Report each line from the data below that holds the word "black".

- Data for this task -
* * * *

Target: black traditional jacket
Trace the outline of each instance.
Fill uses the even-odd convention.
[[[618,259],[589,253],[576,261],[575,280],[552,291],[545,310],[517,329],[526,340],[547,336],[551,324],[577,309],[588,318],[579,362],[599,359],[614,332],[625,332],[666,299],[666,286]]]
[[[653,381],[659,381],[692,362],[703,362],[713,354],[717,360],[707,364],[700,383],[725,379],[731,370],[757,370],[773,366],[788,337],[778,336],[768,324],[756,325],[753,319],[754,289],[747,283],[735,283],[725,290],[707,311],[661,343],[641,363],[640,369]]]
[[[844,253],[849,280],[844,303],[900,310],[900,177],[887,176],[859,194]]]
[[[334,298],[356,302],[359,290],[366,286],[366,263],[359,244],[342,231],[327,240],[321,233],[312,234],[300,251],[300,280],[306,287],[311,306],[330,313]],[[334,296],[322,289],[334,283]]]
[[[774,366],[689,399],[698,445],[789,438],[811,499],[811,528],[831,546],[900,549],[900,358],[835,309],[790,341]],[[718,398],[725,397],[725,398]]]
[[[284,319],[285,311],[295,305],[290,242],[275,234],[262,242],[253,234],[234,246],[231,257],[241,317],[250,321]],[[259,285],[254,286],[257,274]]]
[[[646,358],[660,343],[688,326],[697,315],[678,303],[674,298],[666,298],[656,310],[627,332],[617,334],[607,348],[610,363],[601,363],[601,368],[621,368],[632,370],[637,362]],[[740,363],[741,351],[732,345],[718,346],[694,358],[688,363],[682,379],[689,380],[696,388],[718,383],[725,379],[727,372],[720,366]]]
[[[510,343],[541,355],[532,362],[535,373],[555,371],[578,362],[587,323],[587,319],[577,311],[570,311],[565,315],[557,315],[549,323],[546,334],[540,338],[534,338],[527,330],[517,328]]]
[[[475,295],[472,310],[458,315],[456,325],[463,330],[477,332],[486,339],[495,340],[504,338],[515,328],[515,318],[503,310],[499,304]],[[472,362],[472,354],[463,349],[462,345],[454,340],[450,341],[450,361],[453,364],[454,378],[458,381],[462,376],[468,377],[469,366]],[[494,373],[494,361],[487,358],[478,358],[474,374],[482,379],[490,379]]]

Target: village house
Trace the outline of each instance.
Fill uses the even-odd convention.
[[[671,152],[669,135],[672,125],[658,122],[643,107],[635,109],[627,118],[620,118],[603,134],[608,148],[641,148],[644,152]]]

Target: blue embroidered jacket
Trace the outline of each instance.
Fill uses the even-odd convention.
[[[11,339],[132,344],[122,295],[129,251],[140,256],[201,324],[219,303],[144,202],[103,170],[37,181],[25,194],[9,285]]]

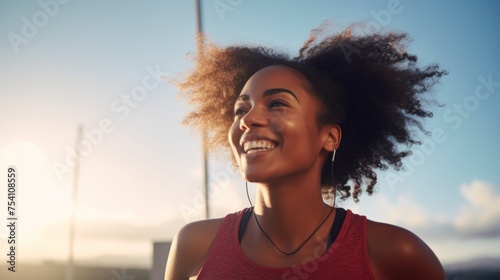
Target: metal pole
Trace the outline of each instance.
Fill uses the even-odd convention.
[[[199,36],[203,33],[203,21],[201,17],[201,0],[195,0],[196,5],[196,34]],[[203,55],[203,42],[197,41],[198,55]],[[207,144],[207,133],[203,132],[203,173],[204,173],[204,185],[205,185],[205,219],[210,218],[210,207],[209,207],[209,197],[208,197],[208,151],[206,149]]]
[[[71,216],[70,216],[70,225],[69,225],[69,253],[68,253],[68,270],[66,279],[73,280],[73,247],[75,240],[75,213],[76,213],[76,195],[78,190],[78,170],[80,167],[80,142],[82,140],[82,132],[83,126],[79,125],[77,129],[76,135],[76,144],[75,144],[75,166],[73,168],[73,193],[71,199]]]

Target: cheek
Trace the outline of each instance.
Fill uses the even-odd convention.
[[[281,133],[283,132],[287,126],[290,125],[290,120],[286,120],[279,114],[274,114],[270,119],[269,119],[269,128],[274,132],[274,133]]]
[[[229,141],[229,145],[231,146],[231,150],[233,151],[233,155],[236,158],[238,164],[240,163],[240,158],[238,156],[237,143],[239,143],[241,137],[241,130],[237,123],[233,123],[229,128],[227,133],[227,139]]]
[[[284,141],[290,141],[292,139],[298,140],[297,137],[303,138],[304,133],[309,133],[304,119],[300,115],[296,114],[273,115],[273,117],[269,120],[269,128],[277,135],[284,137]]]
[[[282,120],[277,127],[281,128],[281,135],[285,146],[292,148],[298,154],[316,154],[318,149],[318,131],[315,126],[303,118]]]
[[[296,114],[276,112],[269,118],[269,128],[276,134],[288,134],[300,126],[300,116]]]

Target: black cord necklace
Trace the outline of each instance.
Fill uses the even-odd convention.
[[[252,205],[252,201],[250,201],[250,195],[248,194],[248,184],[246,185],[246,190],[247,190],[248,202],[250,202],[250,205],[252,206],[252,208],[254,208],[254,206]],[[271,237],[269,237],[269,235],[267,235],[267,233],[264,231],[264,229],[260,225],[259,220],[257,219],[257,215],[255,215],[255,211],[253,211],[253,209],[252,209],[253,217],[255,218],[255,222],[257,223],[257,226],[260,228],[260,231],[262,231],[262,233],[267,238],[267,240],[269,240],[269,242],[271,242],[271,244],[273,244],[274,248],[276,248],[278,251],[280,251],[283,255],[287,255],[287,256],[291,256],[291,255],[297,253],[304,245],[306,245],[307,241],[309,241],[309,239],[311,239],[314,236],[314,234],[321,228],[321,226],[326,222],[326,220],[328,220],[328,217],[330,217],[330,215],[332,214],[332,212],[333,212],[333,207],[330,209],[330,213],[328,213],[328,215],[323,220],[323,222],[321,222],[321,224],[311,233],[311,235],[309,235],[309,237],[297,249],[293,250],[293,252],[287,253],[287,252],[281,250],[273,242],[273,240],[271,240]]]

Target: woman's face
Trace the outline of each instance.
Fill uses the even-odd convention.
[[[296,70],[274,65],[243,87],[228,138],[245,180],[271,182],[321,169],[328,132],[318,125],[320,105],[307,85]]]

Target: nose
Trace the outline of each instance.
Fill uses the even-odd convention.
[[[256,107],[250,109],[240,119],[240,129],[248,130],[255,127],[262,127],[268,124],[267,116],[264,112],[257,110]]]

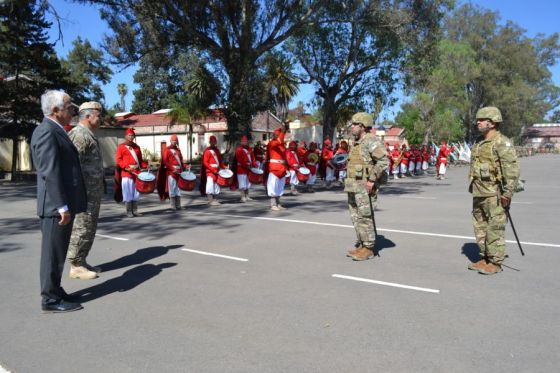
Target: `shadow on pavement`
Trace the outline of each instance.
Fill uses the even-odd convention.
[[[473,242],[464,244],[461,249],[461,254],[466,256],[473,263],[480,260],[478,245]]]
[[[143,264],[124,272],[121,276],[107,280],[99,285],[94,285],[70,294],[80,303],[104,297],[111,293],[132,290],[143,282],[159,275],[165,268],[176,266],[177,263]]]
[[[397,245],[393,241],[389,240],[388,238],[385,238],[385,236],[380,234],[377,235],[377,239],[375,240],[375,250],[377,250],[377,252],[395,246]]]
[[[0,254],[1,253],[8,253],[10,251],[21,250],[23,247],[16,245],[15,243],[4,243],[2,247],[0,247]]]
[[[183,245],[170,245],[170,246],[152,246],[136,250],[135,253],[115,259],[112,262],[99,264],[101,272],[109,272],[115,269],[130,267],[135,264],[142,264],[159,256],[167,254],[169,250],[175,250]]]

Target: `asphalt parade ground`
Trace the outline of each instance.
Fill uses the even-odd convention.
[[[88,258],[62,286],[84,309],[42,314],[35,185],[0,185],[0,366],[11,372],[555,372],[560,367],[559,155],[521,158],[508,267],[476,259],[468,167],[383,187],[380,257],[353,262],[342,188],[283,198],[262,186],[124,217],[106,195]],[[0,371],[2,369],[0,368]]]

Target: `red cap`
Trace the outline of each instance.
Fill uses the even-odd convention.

* * * *

- Task response -
Target: black traditional jacket
Target: black cord necklace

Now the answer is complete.